• [What you need to do]: In the material below, repeat only the lines from the one that holds "Note: in this practice we tag every instance of the standing" through the final line, exactly as they stand.

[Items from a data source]
◆ ◆ ◆

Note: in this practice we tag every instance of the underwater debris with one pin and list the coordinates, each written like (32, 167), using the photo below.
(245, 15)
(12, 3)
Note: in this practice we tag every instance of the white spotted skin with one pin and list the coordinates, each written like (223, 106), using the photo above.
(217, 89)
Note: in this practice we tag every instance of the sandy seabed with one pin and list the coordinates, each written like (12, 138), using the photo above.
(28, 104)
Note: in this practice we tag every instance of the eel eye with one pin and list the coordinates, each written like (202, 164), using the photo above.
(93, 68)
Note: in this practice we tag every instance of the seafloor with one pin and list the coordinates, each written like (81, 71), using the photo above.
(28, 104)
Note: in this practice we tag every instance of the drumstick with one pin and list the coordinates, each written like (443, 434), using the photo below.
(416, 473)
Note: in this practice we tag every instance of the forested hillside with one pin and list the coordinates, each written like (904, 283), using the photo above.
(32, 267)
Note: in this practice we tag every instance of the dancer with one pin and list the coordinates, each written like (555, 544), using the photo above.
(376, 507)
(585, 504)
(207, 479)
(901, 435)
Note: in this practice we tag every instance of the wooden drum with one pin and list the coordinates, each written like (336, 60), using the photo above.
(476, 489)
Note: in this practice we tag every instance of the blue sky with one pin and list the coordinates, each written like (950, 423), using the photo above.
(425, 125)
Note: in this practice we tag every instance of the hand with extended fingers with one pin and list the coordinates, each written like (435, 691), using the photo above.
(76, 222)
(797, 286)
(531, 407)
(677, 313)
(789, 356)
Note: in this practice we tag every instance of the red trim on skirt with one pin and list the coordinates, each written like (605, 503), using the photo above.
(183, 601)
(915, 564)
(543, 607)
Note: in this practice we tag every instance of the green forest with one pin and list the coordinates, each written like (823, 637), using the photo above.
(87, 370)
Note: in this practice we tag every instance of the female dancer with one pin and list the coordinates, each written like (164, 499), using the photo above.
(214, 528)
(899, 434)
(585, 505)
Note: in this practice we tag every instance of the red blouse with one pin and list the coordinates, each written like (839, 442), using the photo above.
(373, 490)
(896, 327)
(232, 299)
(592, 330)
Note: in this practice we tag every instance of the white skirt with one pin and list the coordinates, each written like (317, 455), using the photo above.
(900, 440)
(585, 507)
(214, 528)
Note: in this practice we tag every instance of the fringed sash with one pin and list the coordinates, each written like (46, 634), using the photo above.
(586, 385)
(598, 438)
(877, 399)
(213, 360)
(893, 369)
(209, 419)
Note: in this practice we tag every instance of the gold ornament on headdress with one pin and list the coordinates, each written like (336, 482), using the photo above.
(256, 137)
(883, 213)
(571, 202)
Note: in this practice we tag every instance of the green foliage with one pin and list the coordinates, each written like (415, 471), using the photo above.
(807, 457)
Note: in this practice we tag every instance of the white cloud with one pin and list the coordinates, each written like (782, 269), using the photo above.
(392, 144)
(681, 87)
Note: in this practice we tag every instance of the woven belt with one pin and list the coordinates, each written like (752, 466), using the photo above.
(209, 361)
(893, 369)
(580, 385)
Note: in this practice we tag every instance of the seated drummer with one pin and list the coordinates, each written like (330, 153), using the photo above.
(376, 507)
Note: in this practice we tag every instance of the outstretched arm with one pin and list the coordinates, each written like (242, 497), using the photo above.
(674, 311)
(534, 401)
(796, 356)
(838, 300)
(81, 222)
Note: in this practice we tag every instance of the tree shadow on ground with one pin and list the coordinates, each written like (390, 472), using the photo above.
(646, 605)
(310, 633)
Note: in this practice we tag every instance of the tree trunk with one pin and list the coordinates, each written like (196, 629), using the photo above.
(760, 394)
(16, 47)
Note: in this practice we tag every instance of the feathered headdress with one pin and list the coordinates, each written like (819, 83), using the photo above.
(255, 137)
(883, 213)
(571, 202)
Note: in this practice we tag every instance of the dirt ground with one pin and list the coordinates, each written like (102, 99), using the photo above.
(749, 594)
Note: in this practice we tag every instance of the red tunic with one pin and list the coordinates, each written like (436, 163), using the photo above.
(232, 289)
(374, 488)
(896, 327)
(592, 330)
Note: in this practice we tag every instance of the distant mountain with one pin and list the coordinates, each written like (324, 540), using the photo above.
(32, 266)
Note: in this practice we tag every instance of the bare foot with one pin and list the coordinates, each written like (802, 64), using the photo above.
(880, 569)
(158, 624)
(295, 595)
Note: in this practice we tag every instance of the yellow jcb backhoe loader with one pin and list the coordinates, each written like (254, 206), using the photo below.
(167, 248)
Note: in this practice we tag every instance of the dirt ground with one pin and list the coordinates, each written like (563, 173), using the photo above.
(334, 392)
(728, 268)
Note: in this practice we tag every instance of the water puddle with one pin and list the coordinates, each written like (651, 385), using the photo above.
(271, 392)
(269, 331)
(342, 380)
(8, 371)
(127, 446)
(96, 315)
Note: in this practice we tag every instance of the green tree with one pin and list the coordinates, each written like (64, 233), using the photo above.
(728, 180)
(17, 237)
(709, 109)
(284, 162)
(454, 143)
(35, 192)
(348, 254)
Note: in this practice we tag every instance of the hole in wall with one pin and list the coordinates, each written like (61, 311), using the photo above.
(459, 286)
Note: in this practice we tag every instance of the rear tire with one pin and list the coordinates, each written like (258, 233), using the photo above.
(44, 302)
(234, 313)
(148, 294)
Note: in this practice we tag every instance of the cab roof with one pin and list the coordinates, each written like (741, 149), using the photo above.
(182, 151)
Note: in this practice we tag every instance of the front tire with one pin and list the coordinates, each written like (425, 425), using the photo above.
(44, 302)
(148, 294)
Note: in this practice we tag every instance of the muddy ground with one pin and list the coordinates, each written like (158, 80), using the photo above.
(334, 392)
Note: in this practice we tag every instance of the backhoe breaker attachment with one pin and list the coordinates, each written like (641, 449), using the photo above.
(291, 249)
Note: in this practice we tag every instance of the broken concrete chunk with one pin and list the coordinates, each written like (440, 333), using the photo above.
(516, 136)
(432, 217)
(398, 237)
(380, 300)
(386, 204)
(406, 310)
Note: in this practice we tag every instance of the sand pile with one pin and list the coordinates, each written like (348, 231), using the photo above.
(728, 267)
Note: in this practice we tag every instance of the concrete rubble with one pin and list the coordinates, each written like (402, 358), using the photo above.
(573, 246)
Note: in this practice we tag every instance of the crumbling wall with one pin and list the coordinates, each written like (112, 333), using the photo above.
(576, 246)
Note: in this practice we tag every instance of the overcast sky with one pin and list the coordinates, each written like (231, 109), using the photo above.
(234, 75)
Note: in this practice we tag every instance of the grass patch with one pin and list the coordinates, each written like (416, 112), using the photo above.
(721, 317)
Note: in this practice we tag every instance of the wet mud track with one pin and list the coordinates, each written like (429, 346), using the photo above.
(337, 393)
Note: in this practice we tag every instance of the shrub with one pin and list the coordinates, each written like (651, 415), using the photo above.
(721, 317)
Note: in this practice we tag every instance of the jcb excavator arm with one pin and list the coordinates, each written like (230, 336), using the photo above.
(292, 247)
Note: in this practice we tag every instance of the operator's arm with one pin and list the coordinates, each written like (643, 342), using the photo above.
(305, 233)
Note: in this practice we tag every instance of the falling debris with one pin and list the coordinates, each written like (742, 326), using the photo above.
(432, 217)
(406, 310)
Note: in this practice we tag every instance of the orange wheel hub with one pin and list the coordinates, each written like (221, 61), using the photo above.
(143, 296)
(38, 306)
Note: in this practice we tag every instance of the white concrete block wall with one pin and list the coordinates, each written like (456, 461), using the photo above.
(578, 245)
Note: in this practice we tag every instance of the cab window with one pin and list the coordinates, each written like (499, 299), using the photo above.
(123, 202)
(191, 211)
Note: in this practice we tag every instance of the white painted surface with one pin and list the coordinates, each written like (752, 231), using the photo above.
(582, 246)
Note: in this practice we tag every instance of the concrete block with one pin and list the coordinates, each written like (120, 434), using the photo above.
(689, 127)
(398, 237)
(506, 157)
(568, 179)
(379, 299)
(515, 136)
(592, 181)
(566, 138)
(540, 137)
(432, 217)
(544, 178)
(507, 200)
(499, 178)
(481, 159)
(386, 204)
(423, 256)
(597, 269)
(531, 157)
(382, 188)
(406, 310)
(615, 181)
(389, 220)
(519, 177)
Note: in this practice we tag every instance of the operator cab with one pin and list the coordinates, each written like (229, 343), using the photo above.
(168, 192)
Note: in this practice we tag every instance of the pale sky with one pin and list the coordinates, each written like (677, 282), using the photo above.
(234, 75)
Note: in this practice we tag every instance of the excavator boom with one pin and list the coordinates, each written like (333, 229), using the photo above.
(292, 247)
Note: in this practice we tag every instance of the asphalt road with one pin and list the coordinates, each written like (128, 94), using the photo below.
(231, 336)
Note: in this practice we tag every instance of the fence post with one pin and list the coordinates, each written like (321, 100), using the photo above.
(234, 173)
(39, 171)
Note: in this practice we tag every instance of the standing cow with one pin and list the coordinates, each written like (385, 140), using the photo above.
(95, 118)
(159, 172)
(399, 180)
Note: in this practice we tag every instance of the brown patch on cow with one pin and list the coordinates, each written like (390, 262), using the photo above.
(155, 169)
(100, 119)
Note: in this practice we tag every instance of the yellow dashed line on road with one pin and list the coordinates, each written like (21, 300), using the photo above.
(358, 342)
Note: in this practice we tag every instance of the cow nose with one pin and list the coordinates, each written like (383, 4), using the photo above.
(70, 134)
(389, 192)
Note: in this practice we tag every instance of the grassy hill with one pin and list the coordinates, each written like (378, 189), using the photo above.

◆ ◆ ◆

• [Output of the task]:
Note: in this practice we tag every instance of the standing cow with one pin and list the coordinates, each written like (385, 140), using the photo above.
(95, 118)
(159, 172)
(399, 180)
Note: in this practice we tag every instance of the brown patch on cow with one pin and list the coordinates, each written like (390, 262), using the photo above.
(155, 169)
(100, 119)
Note: in this practice we tag every instance of the yellow dashed line on road with one pin and list the coordinates, each written like (21, 300), using the photo above.
(358, 342)
Note: in this practice we tag every instance of the cow nose with one pin and list the coordinates, each written like (383, 4), using the photo above.
(70, 134)
(389, 192)
Note: in this practice we tag every instance of the grassy hill with one pin and list the coordinates, each written like (378, 189), using the photo above.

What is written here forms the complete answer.